Reproduce the material below line for line, with no changes to wording, numbers or punctuation.

- [TASK INPUT]:
....

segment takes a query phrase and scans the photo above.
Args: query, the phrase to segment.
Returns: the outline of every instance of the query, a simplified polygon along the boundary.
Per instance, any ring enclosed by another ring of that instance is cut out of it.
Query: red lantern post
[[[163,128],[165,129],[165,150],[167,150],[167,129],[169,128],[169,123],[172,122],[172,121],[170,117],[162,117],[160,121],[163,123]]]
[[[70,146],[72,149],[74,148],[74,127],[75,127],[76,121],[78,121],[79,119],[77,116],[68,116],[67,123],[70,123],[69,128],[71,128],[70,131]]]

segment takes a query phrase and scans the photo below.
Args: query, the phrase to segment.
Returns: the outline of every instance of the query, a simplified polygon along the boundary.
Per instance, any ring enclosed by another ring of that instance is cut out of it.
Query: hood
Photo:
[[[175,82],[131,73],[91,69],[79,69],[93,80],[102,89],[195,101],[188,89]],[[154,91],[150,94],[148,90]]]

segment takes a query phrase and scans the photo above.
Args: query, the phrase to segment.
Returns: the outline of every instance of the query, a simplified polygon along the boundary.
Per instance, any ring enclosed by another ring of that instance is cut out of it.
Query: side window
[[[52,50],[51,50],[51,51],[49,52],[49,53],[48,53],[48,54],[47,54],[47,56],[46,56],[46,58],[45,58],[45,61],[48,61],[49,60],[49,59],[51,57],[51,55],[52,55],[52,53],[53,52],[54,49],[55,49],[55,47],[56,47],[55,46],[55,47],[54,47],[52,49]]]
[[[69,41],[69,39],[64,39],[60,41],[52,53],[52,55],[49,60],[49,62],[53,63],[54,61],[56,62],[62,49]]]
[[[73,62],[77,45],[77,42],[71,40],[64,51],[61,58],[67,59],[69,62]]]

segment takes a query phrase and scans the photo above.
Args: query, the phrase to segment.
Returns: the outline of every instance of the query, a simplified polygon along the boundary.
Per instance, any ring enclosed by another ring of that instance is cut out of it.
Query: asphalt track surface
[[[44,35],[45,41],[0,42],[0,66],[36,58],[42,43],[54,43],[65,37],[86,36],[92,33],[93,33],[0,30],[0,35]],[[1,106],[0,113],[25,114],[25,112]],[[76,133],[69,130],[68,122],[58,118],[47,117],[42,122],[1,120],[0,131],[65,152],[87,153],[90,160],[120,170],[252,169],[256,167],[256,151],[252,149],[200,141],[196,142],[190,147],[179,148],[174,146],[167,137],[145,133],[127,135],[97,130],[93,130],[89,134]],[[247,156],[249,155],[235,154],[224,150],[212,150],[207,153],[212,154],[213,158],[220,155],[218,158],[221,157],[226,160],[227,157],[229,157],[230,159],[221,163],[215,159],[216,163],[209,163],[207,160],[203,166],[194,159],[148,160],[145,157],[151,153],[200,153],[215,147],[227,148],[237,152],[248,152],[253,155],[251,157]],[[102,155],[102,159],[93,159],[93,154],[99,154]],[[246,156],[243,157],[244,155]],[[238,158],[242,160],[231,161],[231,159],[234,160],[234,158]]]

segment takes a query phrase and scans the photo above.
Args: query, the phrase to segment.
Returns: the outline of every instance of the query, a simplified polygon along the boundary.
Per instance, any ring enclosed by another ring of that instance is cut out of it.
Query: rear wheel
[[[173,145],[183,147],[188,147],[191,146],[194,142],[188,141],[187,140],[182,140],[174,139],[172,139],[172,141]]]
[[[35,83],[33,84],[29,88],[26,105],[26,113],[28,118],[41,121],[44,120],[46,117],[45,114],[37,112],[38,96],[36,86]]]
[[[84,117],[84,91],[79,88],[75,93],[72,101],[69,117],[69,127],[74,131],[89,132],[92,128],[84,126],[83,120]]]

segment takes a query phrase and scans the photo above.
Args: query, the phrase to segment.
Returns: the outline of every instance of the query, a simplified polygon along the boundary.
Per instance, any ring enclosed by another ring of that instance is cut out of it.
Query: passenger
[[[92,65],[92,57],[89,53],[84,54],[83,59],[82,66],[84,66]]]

....

- [WRITTEN RESPONSE]:
segment takes a query phrase and scans the photo above.
Args: query, the phrase to segment.
Returns: the outline of every instance of the query, a simplified polygon along the boundary.
Per instance, any ring enclosed by another ring of that instance is cut out of it.
Query: red lantern post
[[[163,128],[165,129],[165,150],[167,150],[167,129],[169,128],[169,123],[172,122],[172,121],[170,117],[162,117],[160,121],[163,123]]]
[[[70,146],[72,149],[74,148],[74,127],[75,127],[76,121],[78,121],[79,119],[77,116],[68,116],[67,123],[70,123],[69,128],[71,128],[70,131]]]

segment takes a query phrase and scans the photo below.
Args: query, the phrase to segment.
Returns: the outline of every instance of the query, a simplified polygon along the boundary.
Per instance, any ring enclosed by another ring of that instance is cut out of it.
Query: hood
Photo:
[[[175,82],[131,73],[91,69],[79,69],[93,80],[102,89],[195,101],[188,89]],[[154,91],[150,94],[148,90]]]

segment takes a query phrase and scans the photo above.
Args: query, the phrase to segment.
Returns: the outline of every instance of the query, a simplified polygon along the boundary.
Per instance, any ring enclosed by another ring of that instance is cut out of it.
Query: side window
[[[52,50],[51,50],[51,51],[49,52],[49,53],[48,53],[48,54],[47,54],[47,56],[46,56],[46,58],[45,58],[45,61],[48,61],[49,60],[49,59],[51,57],[51,55],[52,55],[52,53],[53,52],[54,49],[55,49],[55,47],[56,47],[55,46],[55,47],[54,47],[52,49]]]
[[[69,41],[69,39],[64,39],[60,41],[52,53],[52,55],[49,60],[49,62],[53,63],[54,61],[56,62],[62,49]]]
[[[73,62],[77,45],[77,42],[71,40],[64,51],[61,58],[67,59],[69,62]]]

segment takes a query phrase and scans the photo above.
Args: query, the phrase to segment.
Returns: the outline of every instance of the query, a simplified polygon along the boundary.
Per instance, any ring enclosed by another ring of that instance is cut out of it.
Query: asphalt track surface
[[[44,35],[45,41],[0,42],[0,66],[36,58],[42,43],[54,43],[65,37],[86,36],[92,33],[93,33],[0,30],[0,35]],[[1,106],[0,113],[25,114],[25,112]],[[76,133],[69,130],[68,122],[58,118],[47,117],[42,122],[1,120],[0,131],[65,152],[87,153],[90,160],[120,170],[252,169],[256,167],[256,151],[252,149],[200,141],[196,142],[190,147],[179,148],[174,146],[167,137],[145,133],[127,135],[97,130],[93,130],[89,134]],[[247,156],[249,155],[235,154],[224,150],[212,150],[207,153],[212,154],[213,158],[220,155],[218,158],[221,157],[226,160],[227,157],[229,157],[230,159],[221,163],[215,159],[216,163],[209,163],[207,160],[203,166],[194,159],[148,160],[145,157],[151,153],[200,153],[215,147],[227,148],[237,152],[248,152],[253,155],[251,157]],[[102,155],[102,159],[93,159],[93,154],[99,154]],[[246,156],[243,157],[244,155]],[[238,158],[242,160],[231,161],[231,159],[234,160],[234,158]]]

segment takes a query phrase and scans the photo above.
Args: query, the phrase to segment.
Returns: the outline of every instance of the query, a simplified polygon along the boundary.
Per instance, any ring enclosed by another ring of that instance is cut out of it.
Query: rear wheel
[[[173,145],[183,147],[188,147],[191,146],[194,142],[188,141],[187,140],[182,140],[174,139],[172,139],[172,141]]]
[[[35,83],[33,84],[29,88],[26,105],[26,113],[28,118],[41,121],[44,120],[46,117],[45,114],[37,112],[38,96],[36,86]]]
[[[84,117],[84,91],[79,88],[75,93],[72,101],[69,117],[69,127],[74,131],[89,132],[92,128],[84,126],[83,120]]]

segment takes a query phrase and scans the photo above.
Args: query, the phrase to segment.
Returns: the outline of every instance of the query, a simplified polygon along the boundary.
Per instance, any ring enclosed by another ring of that instance is cut out of it.
Query: passenger
[[[92,65],[92,57],[89,53],[84,54],[83,59],[82,66],[84,66]]]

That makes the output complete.